- [TEXTABSCHNITT]:
******

Auch eine berufliche Veränderung oder überhaupt das Leben nochmal umkrempeln. Was zumindest meinen Eltern den Angstschweiß auf die Stirn getrieben hätte, schließe ich für mich keinesfalls aus. Mal schauen, was kommt. Man kann es probieren und wenn es nicht klappt – naja, hat man was zu erzählen.
 
Die Zeiten haben sich geändert oder die Menschen habe sich geändert oder die Zeit hat die Menschen geändert? Wie auch immer. Ich denke, es ist alles etwas entspannter geworden, gerade was zahlen auf Papieren und Ausweisen angeht und ich denke, das ist auch gut so.
 
Nur eine Sache, die hat zumindest für uns Frauen ein Verfallsdatum, auch wenn es uns nicht gefällt. Hier arbeitet die Wissenschaft ebenfalls an Lösungen und Möglichkeiten, das unvermeidliche hinauszuschieben.
 
Kleine Mädchen werden mit exakt dieser Anzahl an Eizellen geboren, die sie im Laufe Ihres Lebens zur Verfügung haben und wenn weg, naja dann weg. Es werden keine neuen gebildet, es wachsen Keine neuen nach.
 
Wir können dank guter Ernährung und einem gesunden ausgewogenen Lebenswandel länger frisch aussehen. Darum sind die Zellen aber nicht unbedingt frischer oder teilungsfreudiger oder eben jünger.
 
Ok, ich bin mir sicher, das ist jetzt nix Neues und ich möchte auch keine schlechte Laune verbreiten oder social kritisch hier Finger auf Wunden legen. Vielmehr ist mir aufgefallen, dass man es der Gesellschaft, was das Alter zum Kinderkriegen und den Zeitpunkt angeht, echt schwer recht machen kann. Es ist im Grunde alles erlaubt und doch irgendwie alles falsch.
 
Was ich damit meine? Naja, früher ging der Trend in Richtung Heiraten mit Anfang 20, dann Kinder und Karriere wenn es noch geht, vielleicht danach oder eben nicht. Natürlich gab es Ausreiser, aber so hat es die Gesellschaft schon gerne gesehen.

******

- [LISTE DER AUFGABEN]:
**1)** Welcher Ablauf entsprach laut dem Text über Alter und Familienplanung früher dem gesellschaftlichen Trend?
**2)** Führe den Text über Alter und Familienplanung im selben Ton fort, beginnend nach seinem letzten Satz.

- [AUSZUG DER DATENSÄTZE]:
******

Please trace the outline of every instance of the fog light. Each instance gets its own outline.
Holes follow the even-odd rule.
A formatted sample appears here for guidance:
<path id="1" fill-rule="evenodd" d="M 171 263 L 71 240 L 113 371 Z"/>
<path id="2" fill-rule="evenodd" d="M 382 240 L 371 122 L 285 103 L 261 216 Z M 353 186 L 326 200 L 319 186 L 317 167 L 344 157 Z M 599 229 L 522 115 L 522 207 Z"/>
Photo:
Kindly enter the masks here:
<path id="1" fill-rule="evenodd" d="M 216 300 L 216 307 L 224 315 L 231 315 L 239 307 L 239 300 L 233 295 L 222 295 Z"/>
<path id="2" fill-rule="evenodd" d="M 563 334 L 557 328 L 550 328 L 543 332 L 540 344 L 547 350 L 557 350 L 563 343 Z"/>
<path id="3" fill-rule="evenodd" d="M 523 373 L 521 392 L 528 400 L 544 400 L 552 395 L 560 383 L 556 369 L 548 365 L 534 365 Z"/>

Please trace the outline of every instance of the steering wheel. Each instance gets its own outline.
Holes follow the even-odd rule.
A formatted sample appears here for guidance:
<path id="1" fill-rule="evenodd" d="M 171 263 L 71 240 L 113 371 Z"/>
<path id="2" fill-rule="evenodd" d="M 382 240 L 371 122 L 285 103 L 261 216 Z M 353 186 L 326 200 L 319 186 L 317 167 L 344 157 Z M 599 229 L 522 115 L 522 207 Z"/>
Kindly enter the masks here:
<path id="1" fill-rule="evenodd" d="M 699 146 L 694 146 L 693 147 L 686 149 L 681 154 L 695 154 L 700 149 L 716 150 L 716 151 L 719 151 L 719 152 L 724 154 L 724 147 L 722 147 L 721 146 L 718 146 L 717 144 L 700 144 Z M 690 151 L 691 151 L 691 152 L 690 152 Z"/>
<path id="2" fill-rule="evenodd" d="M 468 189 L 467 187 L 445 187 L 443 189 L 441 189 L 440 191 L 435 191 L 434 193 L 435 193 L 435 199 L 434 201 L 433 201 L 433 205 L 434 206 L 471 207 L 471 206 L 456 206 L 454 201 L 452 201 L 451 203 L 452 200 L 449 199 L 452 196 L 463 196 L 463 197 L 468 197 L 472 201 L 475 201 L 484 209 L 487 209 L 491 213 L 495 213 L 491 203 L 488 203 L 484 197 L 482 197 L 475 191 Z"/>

******

- [ANTWORTEN]:
**1)** Heiraten mit Anfang 20, dann Kinder und danach Karriere, wenn es noch ging, oder eben keine.

**2)**
 
Heute höre ich von vielen werdenden Mamas mit MITTE zwanzig, die im Berufsleben stehen und verheiratet sind, also vermeidlich alles richtig gemacht haben. Sie werden angeschaut wie Aliens oder verantwortungslose Teenager. Hinter vorgehaltener Hand wird getuschelt: „Das war doch nicht geplant, oder?“ Gerade eine Generation „50 Plus“ mahnt gerne: „Mädchen, Du verbaust Dir Dein Leben! Willst Du nicht vorher die Welt sehen? Wenn ich damals eine Wahl gehabt hätte... Ok, das Leben kann fies sein, wir haben es verstanden und lernen natürlich aus der Vergangenheit.
 
Und die meisten Mädels mit Ende zwanzig denken wirklich nicht unbedingt ans Kinderkriegen – Auch, wenn sie in festen Partnerschaften leben und ihr Leben voll im Griff haben. Vielleicht fühlt sich der Zeitpunkt gerade einfach nicht passend an, oder Frau möchte das selbst verdiente Geld erstmal noch genießen.
 
Alles andere geht auch noch später, sagt ja sogar Tante Gerda und die erinnert sich doch sogar noch an den Fall der Berliner Mauer! Wenn das nicht die Weisheit des Alters ist, auf die man dringend hören sollte und zunächst ins Wellness fahren.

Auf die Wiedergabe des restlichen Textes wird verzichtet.